- Task to carry out
Reproduce exactly the lines beginning with the line that contains "Q: Report x and y for each instance of the black" and ending at the final line of the material below.

Data items:
+++
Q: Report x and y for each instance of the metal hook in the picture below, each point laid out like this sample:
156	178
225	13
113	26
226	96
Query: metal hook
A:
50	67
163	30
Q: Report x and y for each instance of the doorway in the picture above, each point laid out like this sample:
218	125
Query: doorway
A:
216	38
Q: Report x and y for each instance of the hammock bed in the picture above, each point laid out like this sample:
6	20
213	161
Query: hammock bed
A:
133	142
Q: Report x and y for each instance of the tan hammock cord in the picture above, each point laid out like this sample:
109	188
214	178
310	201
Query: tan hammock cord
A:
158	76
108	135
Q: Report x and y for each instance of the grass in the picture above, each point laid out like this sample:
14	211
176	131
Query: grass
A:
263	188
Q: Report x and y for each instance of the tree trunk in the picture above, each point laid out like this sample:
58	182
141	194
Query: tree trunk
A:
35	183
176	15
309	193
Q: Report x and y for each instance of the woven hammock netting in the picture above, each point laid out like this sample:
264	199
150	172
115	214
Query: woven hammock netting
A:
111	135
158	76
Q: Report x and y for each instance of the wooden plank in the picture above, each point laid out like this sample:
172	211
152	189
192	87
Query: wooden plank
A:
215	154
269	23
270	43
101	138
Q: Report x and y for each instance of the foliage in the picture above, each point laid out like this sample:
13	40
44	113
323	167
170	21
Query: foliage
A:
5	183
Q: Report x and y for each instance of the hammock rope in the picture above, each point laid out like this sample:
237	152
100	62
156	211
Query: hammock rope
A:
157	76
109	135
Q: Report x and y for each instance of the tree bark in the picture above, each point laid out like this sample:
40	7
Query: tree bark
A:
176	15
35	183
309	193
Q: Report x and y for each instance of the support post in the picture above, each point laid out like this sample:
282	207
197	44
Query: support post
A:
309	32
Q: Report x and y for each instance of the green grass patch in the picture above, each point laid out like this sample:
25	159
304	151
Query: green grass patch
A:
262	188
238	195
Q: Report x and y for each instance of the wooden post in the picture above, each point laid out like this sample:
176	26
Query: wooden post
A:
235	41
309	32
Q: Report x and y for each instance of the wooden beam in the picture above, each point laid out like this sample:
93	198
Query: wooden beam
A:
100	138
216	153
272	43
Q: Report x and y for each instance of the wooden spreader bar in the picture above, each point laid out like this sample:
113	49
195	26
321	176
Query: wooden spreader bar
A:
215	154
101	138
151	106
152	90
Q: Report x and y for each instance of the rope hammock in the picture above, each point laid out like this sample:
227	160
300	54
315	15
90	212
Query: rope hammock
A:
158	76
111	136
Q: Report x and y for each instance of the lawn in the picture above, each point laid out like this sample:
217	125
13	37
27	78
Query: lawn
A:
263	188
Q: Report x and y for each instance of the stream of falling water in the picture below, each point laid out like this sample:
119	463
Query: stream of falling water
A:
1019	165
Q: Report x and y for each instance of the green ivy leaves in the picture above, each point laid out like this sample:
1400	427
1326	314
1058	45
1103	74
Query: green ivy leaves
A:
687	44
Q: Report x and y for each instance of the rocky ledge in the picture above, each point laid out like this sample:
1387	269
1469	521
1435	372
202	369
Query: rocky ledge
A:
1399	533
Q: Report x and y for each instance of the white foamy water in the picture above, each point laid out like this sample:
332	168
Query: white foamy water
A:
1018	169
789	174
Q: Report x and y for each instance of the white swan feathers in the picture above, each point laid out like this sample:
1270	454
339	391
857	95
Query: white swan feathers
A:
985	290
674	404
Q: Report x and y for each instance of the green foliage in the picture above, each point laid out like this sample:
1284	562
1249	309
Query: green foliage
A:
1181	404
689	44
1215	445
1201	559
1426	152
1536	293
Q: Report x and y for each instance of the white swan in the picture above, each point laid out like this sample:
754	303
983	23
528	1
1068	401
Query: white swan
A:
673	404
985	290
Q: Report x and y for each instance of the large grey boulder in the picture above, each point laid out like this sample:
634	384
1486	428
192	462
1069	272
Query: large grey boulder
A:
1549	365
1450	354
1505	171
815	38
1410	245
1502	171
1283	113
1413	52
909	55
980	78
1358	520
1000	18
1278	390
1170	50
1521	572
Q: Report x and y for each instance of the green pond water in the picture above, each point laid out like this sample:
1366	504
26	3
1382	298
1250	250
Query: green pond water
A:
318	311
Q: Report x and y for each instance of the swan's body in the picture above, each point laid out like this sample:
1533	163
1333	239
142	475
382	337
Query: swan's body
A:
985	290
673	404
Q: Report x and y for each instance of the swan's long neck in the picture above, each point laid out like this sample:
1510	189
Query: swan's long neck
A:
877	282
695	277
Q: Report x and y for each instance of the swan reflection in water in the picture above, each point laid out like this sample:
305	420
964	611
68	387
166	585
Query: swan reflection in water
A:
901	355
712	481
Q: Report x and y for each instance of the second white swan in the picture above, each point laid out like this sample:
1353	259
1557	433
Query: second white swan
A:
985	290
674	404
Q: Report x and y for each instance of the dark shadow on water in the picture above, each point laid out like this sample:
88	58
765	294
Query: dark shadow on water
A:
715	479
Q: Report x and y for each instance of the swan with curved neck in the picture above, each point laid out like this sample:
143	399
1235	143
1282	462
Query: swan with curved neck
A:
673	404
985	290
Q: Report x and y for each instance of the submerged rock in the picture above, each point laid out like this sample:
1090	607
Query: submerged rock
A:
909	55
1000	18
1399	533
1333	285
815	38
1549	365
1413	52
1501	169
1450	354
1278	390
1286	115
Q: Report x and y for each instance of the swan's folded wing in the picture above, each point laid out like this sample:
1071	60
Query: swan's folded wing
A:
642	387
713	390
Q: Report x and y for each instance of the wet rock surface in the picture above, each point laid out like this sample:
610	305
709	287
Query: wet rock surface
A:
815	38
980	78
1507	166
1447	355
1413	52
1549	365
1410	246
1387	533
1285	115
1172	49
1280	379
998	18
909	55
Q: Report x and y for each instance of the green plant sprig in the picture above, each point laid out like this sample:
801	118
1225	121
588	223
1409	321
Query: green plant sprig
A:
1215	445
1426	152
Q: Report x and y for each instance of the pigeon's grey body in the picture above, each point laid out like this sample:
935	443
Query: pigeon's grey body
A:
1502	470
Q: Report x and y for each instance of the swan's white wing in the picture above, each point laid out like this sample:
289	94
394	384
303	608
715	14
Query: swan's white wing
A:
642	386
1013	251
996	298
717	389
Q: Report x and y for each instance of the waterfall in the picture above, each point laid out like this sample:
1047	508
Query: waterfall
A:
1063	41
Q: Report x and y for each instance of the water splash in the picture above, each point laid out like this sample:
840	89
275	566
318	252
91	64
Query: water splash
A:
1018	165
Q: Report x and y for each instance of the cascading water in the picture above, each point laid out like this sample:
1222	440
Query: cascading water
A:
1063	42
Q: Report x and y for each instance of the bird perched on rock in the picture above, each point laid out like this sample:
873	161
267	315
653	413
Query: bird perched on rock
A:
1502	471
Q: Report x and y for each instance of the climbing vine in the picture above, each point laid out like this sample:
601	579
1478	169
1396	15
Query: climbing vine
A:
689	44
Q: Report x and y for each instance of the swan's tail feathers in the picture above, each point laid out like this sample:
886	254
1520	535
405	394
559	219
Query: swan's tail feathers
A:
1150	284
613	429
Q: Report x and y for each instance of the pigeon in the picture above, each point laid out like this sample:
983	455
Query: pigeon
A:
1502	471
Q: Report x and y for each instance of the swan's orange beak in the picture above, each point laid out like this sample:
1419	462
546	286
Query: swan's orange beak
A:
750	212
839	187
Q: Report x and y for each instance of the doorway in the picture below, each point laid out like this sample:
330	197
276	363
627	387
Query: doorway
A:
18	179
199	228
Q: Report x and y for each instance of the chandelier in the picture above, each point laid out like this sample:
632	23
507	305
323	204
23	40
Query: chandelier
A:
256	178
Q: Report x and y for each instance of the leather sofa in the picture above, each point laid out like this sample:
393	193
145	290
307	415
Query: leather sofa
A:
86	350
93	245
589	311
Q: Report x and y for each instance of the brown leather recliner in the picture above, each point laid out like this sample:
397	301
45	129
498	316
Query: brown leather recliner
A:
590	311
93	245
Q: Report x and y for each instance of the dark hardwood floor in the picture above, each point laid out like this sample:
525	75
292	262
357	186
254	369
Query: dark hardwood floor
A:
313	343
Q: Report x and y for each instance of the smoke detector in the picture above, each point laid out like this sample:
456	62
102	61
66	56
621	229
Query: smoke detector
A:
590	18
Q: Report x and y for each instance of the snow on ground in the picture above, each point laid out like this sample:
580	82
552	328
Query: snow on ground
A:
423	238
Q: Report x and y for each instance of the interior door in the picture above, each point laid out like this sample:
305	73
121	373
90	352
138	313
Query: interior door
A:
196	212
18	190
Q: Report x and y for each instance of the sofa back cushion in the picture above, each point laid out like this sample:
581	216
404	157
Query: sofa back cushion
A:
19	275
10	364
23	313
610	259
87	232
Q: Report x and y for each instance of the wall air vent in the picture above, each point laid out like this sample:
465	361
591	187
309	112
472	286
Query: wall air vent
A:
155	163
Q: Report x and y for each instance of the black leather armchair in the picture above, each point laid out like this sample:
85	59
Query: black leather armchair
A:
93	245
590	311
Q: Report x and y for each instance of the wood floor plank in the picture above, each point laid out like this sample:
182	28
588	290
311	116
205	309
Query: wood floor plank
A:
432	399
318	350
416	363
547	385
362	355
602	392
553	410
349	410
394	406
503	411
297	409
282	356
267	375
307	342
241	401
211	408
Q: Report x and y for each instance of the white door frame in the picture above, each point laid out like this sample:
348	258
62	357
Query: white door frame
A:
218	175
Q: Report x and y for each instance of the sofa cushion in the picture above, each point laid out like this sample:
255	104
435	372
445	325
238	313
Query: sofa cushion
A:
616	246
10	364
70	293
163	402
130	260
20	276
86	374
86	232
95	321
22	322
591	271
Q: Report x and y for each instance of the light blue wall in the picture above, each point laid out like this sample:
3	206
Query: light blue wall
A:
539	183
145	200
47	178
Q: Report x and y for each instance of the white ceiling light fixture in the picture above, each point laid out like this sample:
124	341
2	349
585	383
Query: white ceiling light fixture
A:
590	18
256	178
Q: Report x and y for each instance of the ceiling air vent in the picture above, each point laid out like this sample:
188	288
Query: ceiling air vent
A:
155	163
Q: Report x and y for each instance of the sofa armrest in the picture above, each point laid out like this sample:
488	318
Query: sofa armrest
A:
+++
- Written answer
Q: Report x and y for each instance of the black leather armchair in the picture above, each point laid out like this sample:
85	59
Query: black leather armchair
A:
93	245
590	311
Q: Report x and y for each instance of the wood floor plank in the picture above, each point laid out like this sample:
182	28
588	290
311	116
205	309
Query: wood floor plank
A:
432	399
318	350
416	363
547	385
362	355
602	392
553	410
349	410
394	406
503	411
297	409
282	356
267	375
307	342
241	401
211	408
Q: Report x and y for each instance of the white door frame in the picture above, each point laid out like this sample:
348	258
62	357
Query: white door frame
A:
218	175
Q: Report x and y for each instance of the sofa cushion in the picture above, each point laid out like this sample:
255	104
435	372
445	325
238	313
Query: sofa cushion
A:
616	246
10	364
70	293
163	402
130	260
20	276
86	374
86	232
95	321
22	322
591	271
Q: Report x and y for each instance of the light blue wall in the picture above, each point laid out like this sample:
3	206
Query: light blue wall
A:
539	183
145	200
47	178
Q: Report x and y for each instance of the white ceiling light fixture in the picture above, each point laid out like this sample:
124	341
2	349
585	383
Query: white ceiling light fixture
A:
590	18
256	178
Q: Report x and y for each instance of the ceiling air vent in the picture above, each point laid out like this sample:
188	288
Query: ceiling air vent
A:
155	163
Q: Report x and y for each instance of the sofa armrest in the picture above, each point laid out like this sample:
488	318
Query: sofa armrest
A:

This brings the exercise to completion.